- _AIM_
Pull out everything from the start of the material down to the line containing "[171,139,211,170]", and reproduce it word for word. Leave the pictures out of your answer.

===== RECORDS SUPPLIED =====

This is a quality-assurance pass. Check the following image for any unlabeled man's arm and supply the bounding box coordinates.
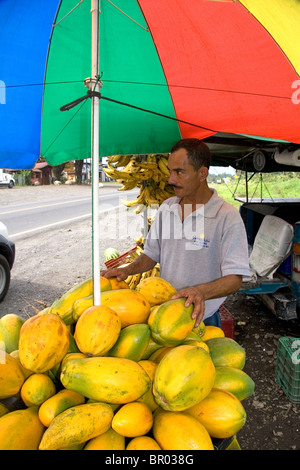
[172,274,242,327]
[101,253,156,281]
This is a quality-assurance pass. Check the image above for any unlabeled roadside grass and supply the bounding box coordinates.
[210,173,300,208]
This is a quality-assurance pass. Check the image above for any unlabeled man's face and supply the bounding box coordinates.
[168,149,205,198]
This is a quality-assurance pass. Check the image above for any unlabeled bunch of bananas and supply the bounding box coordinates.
[119,239,160,289]
[104,154,175,213]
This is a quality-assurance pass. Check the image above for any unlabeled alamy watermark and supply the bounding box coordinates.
[0,80,6,104]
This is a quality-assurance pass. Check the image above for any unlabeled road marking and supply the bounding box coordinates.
[0,197,91,215]
[9,205,125,238]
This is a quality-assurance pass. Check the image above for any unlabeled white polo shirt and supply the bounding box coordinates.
[144,189,250,318]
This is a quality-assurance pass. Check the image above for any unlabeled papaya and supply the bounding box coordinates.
[10,349,34,379]
[60,352,88,372]
[0,406,45,450]
[20,374,56,407]
[84,428,125,450]
[108,324,150,362]
[149,346,175,364]
[0,313,25,354]
[201,325,225,341]
[0,351,25,400]
[108,277,129,290]
[137,360,158,412]
[39,403,113,450]
[19,313,70,373]
[111,402,153,437]
[141,334,163,360]
[214,366,255,401]
[101,289,150,328]
[187,389,246,439]
[135,276,176,307]
[182,338,209,352]
[72,295,94,323]
[126,436,161,450]
[206,337,246,369]
[49,276,111,325]
[0,403,9,418]
[153,345,216,411]
[39,389,85,428]
[152,410,214,451]
[61,357,151,404]
[148,298,195,346]
[74,305,121,356]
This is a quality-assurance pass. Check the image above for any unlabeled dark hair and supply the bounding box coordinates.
[171,139,211,170]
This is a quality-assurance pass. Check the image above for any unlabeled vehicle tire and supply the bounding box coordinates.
[0,255,10,302]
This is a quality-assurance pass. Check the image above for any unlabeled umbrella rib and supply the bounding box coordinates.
[53,0,84,26]
[100,95,218,133]
[106,0,149,32]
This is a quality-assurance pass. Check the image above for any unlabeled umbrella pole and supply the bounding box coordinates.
[91,0,101,305]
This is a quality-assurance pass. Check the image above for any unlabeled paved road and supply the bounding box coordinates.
[0,188,137,239]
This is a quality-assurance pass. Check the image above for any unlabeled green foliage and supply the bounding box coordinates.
[210,172,300,208]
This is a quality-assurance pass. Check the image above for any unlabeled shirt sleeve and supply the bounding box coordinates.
[221,214,250,277]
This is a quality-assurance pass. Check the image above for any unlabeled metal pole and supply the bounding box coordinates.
[91,0,101,305]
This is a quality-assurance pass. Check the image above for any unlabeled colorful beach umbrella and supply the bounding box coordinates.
[0,0,300,172]
[0,0,300,305]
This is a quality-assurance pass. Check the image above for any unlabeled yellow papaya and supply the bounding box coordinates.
[19,313,70,373]
[10,349,34,379]
[136,276,176,307]
[0,406,45,450]
[111,402,153,437]
[61,357,151,404]
[137,360,158,412]
[187,389,246,439]
[0,351,25,400]
[39,403,113,450]
[49,276,111,325]
[148,298,195,346]
[84,428,125,450]
[74,305,121,356]
[206,337,246,369]
[39,389,85,428]
[0,403,9,418]
[214,366,255,401]
[20,374,56,407]
[201,325,225,341]
[153,345,216,411]
[126,436,161,450]
[141,334,163,360]
[108,324,150,362]
[0,313,25,354]
[72,295,94,323]
[101,289,150,328]
[152,410,214,451]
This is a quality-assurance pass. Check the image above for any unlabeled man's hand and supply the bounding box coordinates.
[172,286,205,327]
[100,268,128,281]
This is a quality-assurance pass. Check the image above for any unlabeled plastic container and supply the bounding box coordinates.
[276,336,300,403]
[219,305,234,339]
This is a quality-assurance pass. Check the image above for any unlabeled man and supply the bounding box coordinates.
[101,139,249,327]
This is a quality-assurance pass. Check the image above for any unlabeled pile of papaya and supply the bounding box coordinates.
[0,277,254,451]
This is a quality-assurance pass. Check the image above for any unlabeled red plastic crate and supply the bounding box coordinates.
[220,305,234,339]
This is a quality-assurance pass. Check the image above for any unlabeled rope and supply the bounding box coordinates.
[60,90,218,133]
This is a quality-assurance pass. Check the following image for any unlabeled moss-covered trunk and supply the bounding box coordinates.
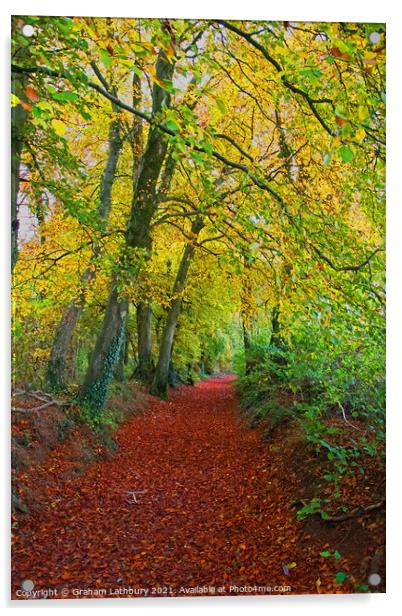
[46,119,123,391]
[151,218,204,398]
[80,51,174,413]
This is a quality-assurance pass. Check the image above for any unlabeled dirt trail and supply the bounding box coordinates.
[13,376,342,597]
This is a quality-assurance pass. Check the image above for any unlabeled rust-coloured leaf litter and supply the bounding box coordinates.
[12,376,384,598]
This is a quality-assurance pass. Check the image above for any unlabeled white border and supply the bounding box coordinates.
[0,0,402,616]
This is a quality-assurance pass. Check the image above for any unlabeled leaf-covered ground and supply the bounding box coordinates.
[13,376,384,597]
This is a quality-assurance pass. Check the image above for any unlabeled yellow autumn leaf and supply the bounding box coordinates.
[11,94,20,107]
[357,105,369,121]
[356,128,366,141]
[52,120,67,137]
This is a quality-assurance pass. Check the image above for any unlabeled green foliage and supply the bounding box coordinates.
[238,301,385,510]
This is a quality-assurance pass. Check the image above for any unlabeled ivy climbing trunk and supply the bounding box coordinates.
[134,301,154,383]
[11,70,28,270]
[151,218,204,398]
[240,258,253,374]
[46,119,123,391]
[133,151,176,383]
[80,50,174,415]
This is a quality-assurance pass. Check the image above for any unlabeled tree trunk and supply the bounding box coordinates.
[133,152,176,383]
[133,302,155,383]
[80,281,128,417]
[151,218,204,399]
[80,51,174,415]
[241,261,253,374]
[46,115,123,391]
[11,77,27,270]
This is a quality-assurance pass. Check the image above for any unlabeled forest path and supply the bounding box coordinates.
[13,376,317,597]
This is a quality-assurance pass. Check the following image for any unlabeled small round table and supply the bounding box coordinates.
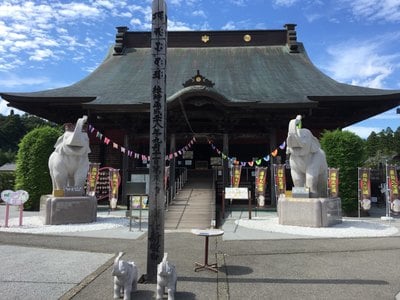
[192,229,224,272]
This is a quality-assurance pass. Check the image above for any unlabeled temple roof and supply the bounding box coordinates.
[0,24,400,134]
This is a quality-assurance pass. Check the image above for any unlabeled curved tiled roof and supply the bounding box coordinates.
[5,44,398,106]
[0,28,400,128]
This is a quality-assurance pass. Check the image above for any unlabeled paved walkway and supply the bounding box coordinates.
[164,170,215,230]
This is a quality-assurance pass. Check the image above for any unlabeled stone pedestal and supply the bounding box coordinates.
[40,195,97,225]
[278,197,342,227]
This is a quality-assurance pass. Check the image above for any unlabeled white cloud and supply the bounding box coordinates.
[272,0,298,7]
[168,20,193,31]
[56,3,102,20]
[343,126,382,139]
[192,10,206,18]
[0,73,49,88]
[324,34,400,88]
[129,18,142,27]
[342,0,400,22]
[229,0,247,6]
[29,49,54,61]
[222,21,236,30]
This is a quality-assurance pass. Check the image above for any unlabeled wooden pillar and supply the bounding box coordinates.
[269,128,277,207]
[121,134,129,209]
[169,133,176,200]
[146,0,167,283]
[222,133,231,189]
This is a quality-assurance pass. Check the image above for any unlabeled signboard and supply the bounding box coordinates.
[274,164,286,198]
[255,167,268,206]
[358,168,371,210]
[225,187,249,199]
[1,190,29,206]
[130,195,149,209]
[86,163,100,196]
[386,165,400,202]
[328,168,339,198]
[0,190,29,227]
[231,165,242,187]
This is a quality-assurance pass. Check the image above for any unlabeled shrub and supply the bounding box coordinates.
[320,130,364,215]
[15,126,62,210]
[0,172,15,192]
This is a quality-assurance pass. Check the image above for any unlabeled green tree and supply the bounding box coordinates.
[0,114,26,151]
[320,130,364,215]
[15,126,62,210]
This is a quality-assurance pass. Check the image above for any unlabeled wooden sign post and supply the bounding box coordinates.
[146,0,167,283]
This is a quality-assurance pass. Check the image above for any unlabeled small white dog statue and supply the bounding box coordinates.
[391,199,400,213]
[112,252,139,300]
[157,253,177,300]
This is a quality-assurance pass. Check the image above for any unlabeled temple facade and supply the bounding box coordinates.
[0,24,400,204]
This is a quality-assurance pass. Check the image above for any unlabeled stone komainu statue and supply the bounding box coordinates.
[112,252,139,300]
[156,253,178,300]
[286,116,328,198]
[49,116,90,192]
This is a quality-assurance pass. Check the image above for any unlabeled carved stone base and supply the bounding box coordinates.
[40,195,97,225]
[278,197,342,227]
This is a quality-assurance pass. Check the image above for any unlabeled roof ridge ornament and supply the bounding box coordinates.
[114,26,129,55]
[284,24,299,53]
[182,70,215,87]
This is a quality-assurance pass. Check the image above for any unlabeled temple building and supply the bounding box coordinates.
[0,24,400,203]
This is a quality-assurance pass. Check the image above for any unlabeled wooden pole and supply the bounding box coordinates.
[146,0,167,283]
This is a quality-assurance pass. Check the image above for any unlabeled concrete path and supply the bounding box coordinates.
[164,170,214,231]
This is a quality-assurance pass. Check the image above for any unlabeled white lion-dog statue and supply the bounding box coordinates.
[157,253,177,300]
[390,199,400,213]
[286,115,328,198]
[112,252,139,300]
[49,116,90,191]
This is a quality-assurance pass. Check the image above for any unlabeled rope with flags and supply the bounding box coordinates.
[89,125,196,161]
[208,140,286,167]
[89,125,286,167]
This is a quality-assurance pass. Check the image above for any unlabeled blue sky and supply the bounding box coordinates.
[0,0,400,137]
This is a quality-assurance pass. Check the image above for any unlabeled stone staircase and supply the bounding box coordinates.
[164,170,215,231]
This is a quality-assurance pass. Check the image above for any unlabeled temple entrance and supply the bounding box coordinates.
[177,138,217,170]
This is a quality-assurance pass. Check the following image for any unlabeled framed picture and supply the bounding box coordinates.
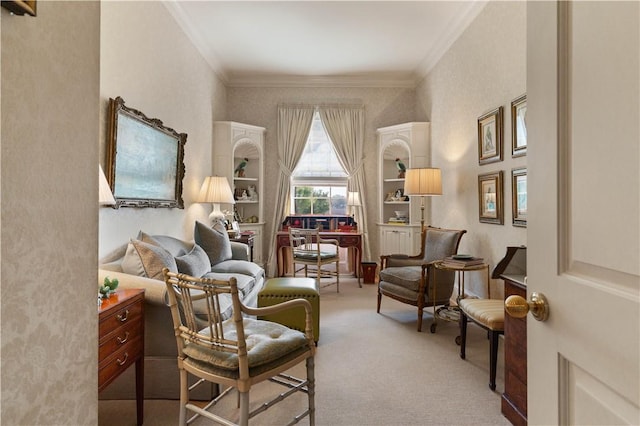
[478,107,502,165]
[478,170,504,225]
[511,167,527,228]
[106,97,187,209]
[2,0,36,16]
[511,94,527,157]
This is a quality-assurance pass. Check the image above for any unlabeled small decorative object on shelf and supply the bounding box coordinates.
[233,157,249,177]
[396,158,407,179]
[98,277,118,305]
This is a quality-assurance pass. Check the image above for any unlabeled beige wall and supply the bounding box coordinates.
[417,2,527,297]
[0,2,100,425]
[99,1,226,256]
[227,87,418,260]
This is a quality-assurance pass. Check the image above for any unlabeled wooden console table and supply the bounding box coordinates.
[98,289,144,425]
[229,234,255,262]
[276,231,362,282]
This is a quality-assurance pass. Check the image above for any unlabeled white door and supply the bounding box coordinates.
[527,1,640,425]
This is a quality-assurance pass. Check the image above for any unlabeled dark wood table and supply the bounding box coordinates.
[229,234,255,262]
[276,231,362,283]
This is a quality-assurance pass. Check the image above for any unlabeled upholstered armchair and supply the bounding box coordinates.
[377,226,467,333]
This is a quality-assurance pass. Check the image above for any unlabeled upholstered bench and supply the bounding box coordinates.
[458,299,504,390]
[258,277,320,343]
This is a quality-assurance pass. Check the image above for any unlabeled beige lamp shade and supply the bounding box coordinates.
[404,168,442,196]
[347,191,362,207]
[196,176,236,222]
[98,164,116,206]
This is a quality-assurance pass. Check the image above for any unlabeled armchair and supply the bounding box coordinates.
[163,268,315,426]
[377,226,467,333]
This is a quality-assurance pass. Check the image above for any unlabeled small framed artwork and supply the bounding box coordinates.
[2,0,36,16]
[478,107,502,165]
[511,94,527,157]
[478,170,504,225]
[511,167,527,228]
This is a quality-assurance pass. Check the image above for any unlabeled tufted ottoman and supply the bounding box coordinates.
[258,277,320,343]
[458,299,504,390]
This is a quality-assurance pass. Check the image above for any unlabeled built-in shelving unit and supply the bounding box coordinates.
[213,121,265,264]
[377,122,429,255]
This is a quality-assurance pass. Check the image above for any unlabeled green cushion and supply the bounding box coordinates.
[293,250,338,260]
[379,266,422,291]
[184,318,307,370]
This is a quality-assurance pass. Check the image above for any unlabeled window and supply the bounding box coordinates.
[291,112,347,215]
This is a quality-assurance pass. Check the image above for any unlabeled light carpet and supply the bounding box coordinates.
[98,277,510,426]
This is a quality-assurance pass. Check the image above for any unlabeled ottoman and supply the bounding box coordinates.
[258,277,320,343]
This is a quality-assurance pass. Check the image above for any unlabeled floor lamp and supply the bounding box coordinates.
[404,168,442,231]
[347,191,362,226]
[196,176,236,224]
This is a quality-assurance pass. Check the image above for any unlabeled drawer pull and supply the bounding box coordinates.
[116,352,129,365]
[116,331,129,345]
[116,309,129,322]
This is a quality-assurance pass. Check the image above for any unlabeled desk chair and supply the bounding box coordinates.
[289,228,340,293]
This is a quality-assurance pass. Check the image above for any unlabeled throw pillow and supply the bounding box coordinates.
[193,221,231,266]
[122,240,178,281]
[175,244,211,278]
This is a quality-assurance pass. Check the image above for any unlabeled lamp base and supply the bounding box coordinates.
[209,203,225,225]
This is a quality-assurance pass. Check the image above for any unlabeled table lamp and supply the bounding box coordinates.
[98,164,116,206]
[196,176,236,223]
[404,168,442,230]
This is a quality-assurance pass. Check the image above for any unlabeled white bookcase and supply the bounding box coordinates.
[212,121,265,264]
[376,122,430,255]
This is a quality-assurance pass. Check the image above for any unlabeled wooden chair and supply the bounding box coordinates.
[289,228,340,293]
[163,268,315,426]
[377,226,467,333]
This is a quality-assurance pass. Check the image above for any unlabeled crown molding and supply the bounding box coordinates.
[416,0,489,80]
[225,73,418,88]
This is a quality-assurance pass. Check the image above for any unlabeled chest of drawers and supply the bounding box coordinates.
[98,289,144,425]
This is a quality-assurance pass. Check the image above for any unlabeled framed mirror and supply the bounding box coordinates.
[106,97,187,209]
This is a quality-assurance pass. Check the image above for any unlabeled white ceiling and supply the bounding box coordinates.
[165,0,486,87]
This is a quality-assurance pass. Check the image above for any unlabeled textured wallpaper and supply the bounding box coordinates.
[417,2,527,297]
[0,2,100,425]
[99,2,226,256]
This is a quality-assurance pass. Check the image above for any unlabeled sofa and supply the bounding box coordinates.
[98,222,265,399]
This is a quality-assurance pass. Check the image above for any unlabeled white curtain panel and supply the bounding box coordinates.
[318,105,371,259]
[268,105,315,276]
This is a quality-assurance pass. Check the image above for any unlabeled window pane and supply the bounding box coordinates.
[294,199,311,214]
[293,113,347,177]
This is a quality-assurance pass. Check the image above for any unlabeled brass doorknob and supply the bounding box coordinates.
[504,292,549,321]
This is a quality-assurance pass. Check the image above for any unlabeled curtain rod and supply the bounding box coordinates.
[278,102,364,109]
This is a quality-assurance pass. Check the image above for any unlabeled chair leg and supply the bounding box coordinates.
[460,311,467,359]
[178,369,189,426]
[238,392,249,426]
[489,331,500,390]
[307,357,316,426]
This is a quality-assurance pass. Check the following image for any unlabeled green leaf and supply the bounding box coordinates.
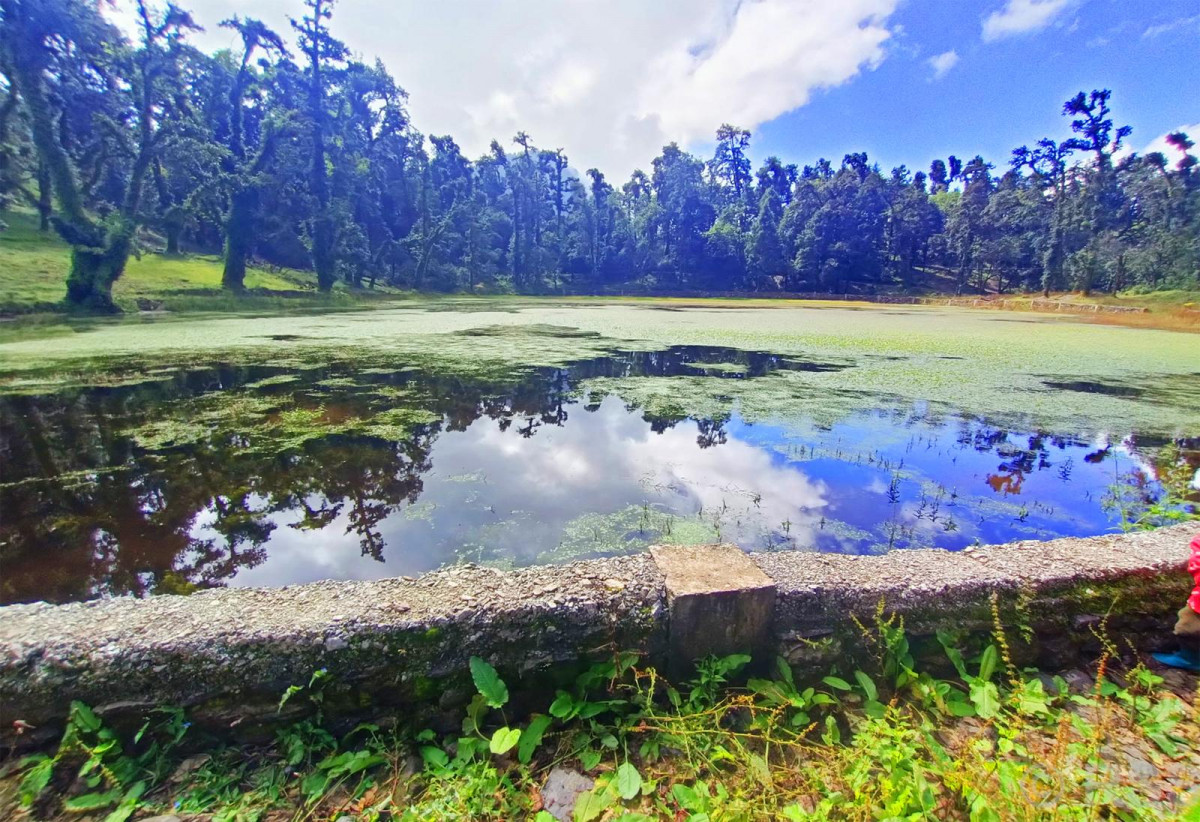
[854,671,880,700]
[550,691,576,719]
[575,784,617,822]
[62,787,121,811]
[17,754,54,808]
[946,700,974,716]
[420,745,450,768]
[580,749,600,770]
[487,727,521,754]
[671,782,698,810]
[617,762,642,800]
[517,714,554,764]
[971,682,1000,719]
[470,656,509,708]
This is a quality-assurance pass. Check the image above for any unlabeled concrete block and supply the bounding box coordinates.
[650,545,775,672]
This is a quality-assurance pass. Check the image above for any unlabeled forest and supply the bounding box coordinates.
[0,0,1200,311]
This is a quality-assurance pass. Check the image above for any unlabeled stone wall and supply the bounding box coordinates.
[0,524,1198,734]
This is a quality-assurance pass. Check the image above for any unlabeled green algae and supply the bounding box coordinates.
[0,300,1200,434]
[538,504,719,563]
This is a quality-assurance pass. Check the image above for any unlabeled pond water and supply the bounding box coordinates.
[0,301,1200,602]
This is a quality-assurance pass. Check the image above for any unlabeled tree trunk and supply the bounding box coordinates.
[221,188,258,292]
[166,221,184,257]
[312,211,337,292]
[67,226,133,313]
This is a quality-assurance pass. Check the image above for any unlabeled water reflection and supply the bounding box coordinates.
[0,347,1180,602]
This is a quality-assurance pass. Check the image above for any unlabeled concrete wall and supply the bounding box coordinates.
[0,524,1198,733]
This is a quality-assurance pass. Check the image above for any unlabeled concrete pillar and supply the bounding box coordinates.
[650,545,775,672]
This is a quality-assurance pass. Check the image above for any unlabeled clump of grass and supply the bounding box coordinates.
[2,606,1200,822]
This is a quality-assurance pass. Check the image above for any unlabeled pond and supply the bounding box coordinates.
[0,302,1200,602]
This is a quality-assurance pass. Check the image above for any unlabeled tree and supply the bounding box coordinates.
[709,122,750,203]
[0,0,198,312]
[290,0,347,292]
[221,16,288,292]
[746,188,788,290]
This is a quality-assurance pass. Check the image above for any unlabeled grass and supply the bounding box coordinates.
[0,605,1200,822]
[0,209,1200,332]
[0,210,405,314]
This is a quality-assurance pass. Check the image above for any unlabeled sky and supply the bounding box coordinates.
[114,0,1200,182]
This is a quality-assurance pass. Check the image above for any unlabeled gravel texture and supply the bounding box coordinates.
[0,524,1196,731]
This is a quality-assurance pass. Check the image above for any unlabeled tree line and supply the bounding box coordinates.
[0,0,1200,311]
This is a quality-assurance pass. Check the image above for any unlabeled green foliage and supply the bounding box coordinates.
[9,607,1200,822]
[470,656,509,708]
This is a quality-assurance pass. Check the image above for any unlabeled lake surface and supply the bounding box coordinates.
[0,305,1200,602]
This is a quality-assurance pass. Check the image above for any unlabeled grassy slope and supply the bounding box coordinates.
[0,210,1200,331]
[0,211,403,313]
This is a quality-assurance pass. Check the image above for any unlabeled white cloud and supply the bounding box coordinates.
[983,0,1078,42]
[103,0,900,182]
[925,49,959,80]
[1141,14,1200,37]
[1141,122,1200,166]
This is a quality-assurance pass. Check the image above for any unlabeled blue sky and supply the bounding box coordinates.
[754,0,1200,175]
[107,0,1200,178]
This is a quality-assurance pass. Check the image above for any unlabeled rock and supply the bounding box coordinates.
[541,768,595,822]
[168,754,212,785]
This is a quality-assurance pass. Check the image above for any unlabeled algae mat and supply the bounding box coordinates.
[0,299,1200,601]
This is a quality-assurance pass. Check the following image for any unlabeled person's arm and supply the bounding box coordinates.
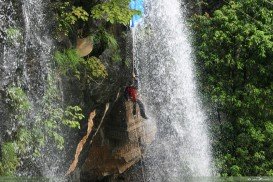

=====

- _COMPLETED TASK_
This is a quality-assurance pass. Check the following image for any unlabeled man's arm and supply the bounding box coordinates.
[172,274,242,327]
[101,253,156,281]
This is a quality-assurance pass. Check the image above for any unlabeled roadside grass and supply the bounding box coordinates.
[210,173,300,208]
This is a quality-assurance pass. Check the image above for any unlabeled man's face and supply the bounding box coordinates.
[168,149,205,198]
This is a quality-assurance pass. Check the image above for any unlabeled bunch of bananas and supply the bounding box coordinates.
[119,239,160,289]
[104,154,175,213]
This is a quality-assurance pass. Check the image above for any unlabeled alamy watermark and supply the bounding box coordinates.
[0,80,6,104]
This is a quality-assurance pass. Check the image above for any unlabeled road marking and supply the bounding box coordinates.
[0,197,91,215]
[9,205,125,238]
This is a quality-assurance pass. Check the image above for any unlabeled white polo shirt and supply the bounding box coordinates.
[144,189,250,318]
This is a quality-assurance pass. Check the image above for any unlabeled papaya and supply the bounding box coordinates.
[10,349,34,379]
[60,352,88,372]
[0,406,45,450]
[20,374,56,407]
[84,428,125,450]
[108,324,150,362]
[149,346,175,364]
[0,313,25,354]
[201,325,225,341]
[0,351,25,400]
[108,277,129,290]
[137,360,158,412]
[39,403,113,450]
[19,313,70,373]
[111,402,153,437]
[141,334,163,360]
[214,366,255,401]
[101,289,150,328]
[187,389,246,439]
[135,276,176,307]
[182,338,209,352]
[72,295,94,323]
[126,436,161,450]
[206,337,246,369]
[49,276,111,325]
[0,403,9,418]
[153,345,216,411]
[39,389,85,428]
[152,410,214,451]
[61,357,151,404]
[148,298,195,346]
[74,305,121,356]
This is a quality-assurance pass. Check the image above for any unlabeled dark hair and supply the bounding box coordinates.
[171,139,211,170]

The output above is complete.